Exercise aim | Copy the line with "Query: crack in concrete" and all lines following it through the last line of the entries, exactly as written.

***** Material provided

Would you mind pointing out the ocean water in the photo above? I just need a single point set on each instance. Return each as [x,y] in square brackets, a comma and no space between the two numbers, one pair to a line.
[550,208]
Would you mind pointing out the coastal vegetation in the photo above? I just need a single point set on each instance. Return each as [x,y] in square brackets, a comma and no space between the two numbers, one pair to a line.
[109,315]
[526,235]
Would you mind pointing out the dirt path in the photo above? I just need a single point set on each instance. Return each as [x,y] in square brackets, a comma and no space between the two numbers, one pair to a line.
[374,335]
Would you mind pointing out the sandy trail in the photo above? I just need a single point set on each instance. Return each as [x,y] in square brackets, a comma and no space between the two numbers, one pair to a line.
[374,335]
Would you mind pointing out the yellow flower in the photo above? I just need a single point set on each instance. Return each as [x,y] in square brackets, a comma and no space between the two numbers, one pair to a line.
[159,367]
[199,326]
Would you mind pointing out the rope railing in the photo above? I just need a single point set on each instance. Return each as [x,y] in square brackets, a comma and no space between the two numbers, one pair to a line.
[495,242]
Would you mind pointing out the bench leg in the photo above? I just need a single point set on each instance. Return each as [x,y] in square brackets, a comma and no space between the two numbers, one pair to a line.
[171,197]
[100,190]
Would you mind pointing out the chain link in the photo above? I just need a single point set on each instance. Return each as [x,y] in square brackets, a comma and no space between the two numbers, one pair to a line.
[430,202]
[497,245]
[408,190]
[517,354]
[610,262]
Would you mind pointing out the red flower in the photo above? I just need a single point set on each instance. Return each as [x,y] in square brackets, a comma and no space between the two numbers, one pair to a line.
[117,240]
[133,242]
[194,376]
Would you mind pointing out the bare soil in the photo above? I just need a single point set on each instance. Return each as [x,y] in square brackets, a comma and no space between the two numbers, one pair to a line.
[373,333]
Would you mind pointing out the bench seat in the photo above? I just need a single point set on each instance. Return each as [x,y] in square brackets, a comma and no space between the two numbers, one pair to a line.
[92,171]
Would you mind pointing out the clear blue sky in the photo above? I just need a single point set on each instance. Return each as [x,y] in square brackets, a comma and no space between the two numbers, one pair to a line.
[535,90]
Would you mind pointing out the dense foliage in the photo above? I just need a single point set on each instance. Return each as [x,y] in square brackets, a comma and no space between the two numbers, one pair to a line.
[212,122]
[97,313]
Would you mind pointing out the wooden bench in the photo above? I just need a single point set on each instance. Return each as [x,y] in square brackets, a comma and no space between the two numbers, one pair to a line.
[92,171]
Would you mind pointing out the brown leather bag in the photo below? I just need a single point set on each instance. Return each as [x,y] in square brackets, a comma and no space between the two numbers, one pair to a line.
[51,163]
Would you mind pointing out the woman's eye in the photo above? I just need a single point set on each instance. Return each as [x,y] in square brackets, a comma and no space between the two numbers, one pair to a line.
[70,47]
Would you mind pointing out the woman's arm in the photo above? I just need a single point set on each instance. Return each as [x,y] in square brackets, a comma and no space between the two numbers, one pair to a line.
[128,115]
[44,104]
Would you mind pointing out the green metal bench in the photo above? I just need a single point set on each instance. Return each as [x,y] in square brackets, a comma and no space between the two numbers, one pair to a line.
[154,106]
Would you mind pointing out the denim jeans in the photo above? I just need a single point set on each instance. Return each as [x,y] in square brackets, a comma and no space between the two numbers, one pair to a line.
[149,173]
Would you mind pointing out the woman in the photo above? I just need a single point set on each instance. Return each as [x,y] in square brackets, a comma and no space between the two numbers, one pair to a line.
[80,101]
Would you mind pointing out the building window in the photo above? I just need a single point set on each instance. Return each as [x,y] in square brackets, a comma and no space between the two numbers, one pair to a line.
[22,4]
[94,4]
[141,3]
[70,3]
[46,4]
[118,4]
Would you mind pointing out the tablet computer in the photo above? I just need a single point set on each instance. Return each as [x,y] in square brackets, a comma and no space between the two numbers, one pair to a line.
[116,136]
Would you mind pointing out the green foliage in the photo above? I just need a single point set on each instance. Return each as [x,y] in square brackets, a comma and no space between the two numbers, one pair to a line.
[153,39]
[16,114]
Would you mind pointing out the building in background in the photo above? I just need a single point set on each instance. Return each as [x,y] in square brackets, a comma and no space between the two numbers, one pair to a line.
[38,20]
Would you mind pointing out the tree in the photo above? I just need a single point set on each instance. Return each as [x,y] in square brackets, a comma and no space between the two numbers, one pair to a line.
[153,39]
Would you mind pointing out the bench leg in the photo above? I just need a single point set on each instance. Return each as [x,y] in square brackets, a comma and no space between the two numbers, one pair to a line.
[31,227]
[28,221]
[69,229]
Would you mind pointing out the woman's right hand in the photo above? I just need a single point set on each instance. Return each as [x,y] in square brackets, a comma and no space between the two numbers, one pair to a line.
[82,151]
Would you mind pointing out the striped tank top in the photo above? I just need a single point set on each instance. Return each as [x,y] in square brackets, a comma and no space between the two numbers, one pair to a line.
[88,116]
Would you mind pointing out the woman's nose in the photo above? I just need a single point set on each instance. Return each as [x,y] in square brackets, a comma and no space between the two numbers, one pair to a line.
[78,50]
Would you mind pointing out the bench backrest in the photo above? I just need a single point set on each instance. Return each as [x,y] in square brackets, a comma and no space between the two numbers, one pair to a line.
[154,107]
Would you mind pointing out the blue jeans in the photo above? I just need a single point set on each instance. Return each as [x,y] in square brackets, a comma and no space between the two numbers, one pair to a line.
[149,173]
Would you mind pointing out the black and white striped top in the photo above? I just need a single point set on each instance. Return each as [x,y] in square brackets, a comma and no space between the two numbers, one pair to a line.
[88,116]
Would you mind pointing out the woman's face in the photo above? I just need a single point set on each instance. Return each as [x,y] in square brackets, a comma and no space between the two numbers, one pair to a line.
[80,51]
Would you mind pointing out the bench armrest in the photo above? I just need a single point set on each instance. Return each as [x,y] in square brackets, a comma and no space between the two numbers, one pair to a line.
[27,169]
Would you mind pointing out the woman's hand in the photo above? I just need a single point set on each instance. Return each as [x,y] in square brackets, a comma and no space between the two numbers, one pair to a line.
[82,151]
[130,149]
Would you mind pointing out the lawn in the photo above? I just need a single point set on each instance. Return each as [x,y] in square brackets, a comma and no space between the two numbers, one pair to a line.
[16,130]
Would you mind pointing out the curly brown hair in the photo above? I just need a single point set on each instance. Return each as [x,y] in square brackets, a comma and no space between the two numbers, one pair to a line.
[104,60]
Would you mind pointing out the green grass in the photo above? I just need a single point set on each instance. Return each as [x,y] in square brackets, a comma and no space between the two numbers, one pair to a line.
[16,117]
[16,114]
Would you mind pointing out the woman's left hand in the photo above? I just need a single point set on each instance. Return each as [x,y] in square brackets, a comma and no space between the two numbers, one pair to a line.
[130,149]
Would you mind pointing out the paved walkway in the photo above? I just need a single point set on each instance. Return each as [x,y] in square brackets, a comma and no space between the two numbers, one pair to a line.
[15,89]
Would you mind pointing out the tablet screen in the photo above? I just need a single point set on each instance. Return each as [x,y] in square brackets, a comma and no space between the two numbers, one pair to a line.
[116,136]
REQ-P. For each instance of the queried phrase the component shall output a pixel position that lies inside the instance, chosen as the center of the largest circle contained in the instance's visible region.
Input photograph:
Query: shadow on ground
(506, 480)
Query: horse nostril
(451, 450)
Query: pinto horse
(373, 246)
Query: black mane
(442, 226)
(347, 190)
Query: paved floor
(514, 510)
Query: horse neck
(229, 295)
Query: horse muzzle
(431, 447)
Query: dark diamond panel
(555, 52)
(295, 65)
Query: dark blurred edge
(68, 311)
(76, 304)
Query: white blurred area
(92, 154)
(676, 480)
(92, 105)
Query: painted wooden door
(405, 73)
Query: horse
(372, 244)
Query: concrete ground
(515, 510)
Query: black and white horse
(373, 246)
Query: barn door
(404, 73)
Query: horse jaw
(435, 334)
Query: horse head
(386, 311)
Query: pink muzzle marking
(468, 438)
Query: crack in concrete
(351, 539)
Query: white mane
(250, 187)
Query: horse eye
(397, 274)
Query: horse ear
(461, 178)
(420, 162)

**********

Exercise solution |
Query: crack in concrete
(351, 539)
Query: white mane
(250, 187)
Query: horse eye
(397, 274)
Query: horse ear
(461, 178)
(420, 162)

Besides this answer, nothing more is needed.